### PAGE EXCERPT
────────────────

Camp Nelson was founded and constructed by Major General Ambrose Burnside's 9th Corps of the Army of the Ohio in June 1863. It was closed in June 1866.
Camp Nelson is significant as:
A large and well defended quartermaster and commissary depot that supplied Federal troops of the Army of the Ohio, Department of the Ohio, and Department of the Kentucky, who were stationed in Eastern and Central Kentucky and Eastern Tennessee.
As a defensive site which helped defend Central and Eastern Kentucky from invasion and guerrilla activities through its heavy fortification and substantial troop garrison.
As a site which contained a tremendous engineering feat in its water distribution and storage system, which consisted of a pump house on the river, a 500,000 gallon reservoir, thousands of feet of piping which supplied water all over the camp, and indoor running water faucet and water closets in the hospital and soldiers' home.
As a staging ground and supply center for:
Major General Ambrose Burnside's October 1863 campaign into the Cumberland Gay and Eastern Tennessee (including Knoxville),
Major General Stephen Burbridge's October 1864 campaign into southwestern Virginia (including Saltville), and
Major General Stephen Burbridge's wing of Major General George Stoneman's December 1864 campaign into southwestern Virginia (including Saltville and Marion).
As a mustering and training center for Kentucky and Tennessee Volunteer Regiments who performed garrison and defensive assignments in Kentucky and Eastern Tennessee, as well as participation in Stoneman's Southwestern Virginia campaign and in action against Confederate raiders at Lexington Kentucky and Cynthiana, Kentucky in June 1864. (see "more than a depot" article for specific list of regiments.)
As the largest recruiting, mustering, and training center for African American troops (called U.S. Colored Troops) in the Commonwealth of Kentucky and one of the largest in the United States. U.S. Colored Troops trained at Camp Nelson performed garrison duty throughout Kentucky, saw action in both Major General Burbridge's and Major General Stoneman's Southwestern Virginia campaigns, saw action against Confederate raiders at Cynthiana, Kentucky and were involved in the siege of Petersburg, Virginia and the pursuit of the Army of Northern Virginia to Appomattox Court House, Virginia.
As a contraband or refugee camp for the family members of the U.S. Colored Troop recruits. This camp, which was administered by the Rev. John G. Fee of the American Missionary Association and Captain Theron Hall of the U.S. Army, contained cottages, dormitories, a hospital, a school, a dining room, and a laundry and held over 3,000 people at one time. The illness and death which resulted from removal of the African American refugees from Camp Nelson in November 1864 led directly to the passage of a Congressional Act which freed the family members of the U.S. Colored Troops and the implementation of a more structured program by the Army to care for and educate these people.
As a site associated with persons of national significance, including:
Major General Ambrose Burnside - Corps Commander and Overall Commander of the Army of the Potomac and Commander of the Army of the Ohio
Brig. General Speed S. Fry - Commander of the 4th Kentucky Infantry, early Kentucky unionist, veteran of the battles of Mill Springs, Shiloh, and Perryville and Commander of Camp Nelson;
Rev. John G. Fee, abolitionist, writer, educator and founder of Berea College (one of the first integrated colleges in the South and Ariel College at Camp Nelson.)
As an archaeological site with artifact and feature deposits and structures (fortifications) whose investigation could add greatly to the understanding of Union camp life, material supply and social (rank) stratification on a Civil War site.

────────────────

### STUDY MATERIAL
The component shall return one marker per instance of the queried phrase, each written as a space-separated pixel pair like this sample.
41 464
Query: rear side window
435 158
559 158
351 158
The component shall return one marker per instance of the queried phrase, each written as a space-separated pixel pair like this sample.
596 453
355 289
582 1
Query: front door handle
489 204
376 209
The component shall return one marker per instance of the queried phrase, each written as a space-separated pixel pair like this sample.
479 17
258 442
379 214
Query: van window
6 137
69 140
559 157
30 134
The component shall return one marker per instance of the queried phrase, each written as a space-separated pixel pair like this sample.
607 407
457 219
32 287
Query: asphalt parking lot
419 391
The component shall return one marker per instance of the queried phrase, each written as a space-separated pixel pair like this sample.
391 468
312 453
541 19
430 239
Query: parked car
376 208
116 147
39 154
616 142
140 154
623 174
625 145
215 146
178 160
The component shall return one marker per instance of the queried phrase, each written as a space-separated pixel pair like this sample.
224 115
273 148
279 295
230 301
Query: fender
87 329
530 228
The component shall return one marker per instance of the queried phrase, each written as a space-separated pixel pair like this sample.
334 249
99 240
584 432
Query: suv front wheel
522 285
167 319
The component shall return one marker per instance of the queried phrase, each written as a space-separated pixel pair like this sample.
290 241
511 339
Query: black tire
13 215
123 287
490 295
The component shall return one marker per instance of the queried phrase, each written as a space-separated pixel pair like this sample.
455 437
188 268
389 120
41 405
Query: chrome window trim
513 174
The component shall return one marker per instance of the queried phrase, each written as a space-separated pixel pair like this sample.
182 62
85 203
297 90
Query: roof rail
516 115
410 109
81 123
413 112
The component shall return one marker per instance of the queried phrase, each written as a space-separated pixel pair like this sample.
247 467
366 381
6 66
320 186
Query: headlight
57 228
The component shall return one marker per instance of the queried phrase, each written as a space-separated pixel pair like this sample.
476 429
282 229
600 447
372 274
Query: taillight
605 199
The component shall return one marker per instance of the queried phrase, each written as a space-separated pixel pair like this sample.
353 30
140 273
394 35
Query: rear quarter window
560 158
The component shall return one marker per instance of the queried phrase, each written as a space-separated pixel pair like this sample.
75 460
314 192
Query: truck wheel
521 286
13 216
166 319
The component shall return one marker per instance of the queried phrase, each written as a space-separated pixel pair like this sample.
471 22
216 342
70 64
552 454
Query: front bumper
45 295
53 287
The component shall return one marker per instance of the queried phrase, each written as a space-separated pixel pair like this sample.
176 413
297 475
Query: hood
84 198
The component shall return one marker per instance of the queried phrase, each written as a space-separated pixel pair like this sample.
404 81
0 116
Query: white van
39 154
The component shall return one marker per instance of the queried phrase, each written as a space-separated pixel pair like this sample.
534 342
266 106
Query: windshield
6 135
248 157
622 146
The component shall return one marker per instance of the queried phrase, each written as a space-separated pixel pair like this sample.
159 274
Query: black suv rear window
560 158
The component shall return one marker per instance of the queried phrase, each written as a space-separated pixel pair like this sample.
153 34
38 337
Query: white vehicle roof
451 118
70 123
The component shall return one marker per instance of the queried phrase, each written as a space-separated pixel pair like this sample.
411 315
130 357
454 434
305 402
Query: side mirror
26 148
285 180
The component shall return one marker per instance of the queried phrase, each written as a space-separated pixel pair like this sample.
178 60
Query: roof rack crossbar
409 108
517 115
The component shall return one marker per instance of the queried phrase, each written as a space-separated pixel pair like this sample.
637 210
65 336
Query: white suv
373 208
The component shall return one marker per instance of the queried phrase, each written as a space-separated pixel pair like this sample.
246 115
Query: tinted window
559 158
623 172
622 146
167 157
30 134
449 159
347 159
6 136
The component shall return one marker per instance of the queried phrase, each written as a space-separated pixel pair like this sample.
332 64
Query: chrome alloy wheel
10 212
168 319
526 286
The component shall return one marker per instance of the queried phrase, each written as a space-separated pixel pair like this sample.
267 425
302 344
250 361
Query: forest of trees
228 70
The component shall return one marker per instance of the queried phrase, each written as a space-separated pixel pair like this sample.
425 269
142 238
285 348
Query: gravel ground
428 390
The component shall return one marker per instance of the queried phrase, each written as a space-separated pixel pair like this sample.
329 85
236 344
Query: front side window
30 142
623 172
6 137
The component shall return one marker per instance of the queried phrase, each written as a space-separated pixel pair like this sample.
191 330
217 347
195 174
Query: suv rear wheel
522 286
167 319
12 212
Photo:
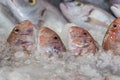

────────────────

### EXERCISE REQUIREMENTS
1 – Copy the Camp Nelson page from "As a site which" to "and soldiers' home." without changing a word.
2 – According to the Camp Nelson page, how much water did the camp's reservoir hold?

### ANSWERS IN ORDER
1 –
As a site which contained a tremendous engineering feat in its water distribution and storage system, which consisted of a pump house on the river, a 500,000 gallon reservoir, thousands of feet of piping which supplied water all over the camp, and indoor running water faucet and water closets in the hospital and soldiers' home.

2 – 500,000 gallons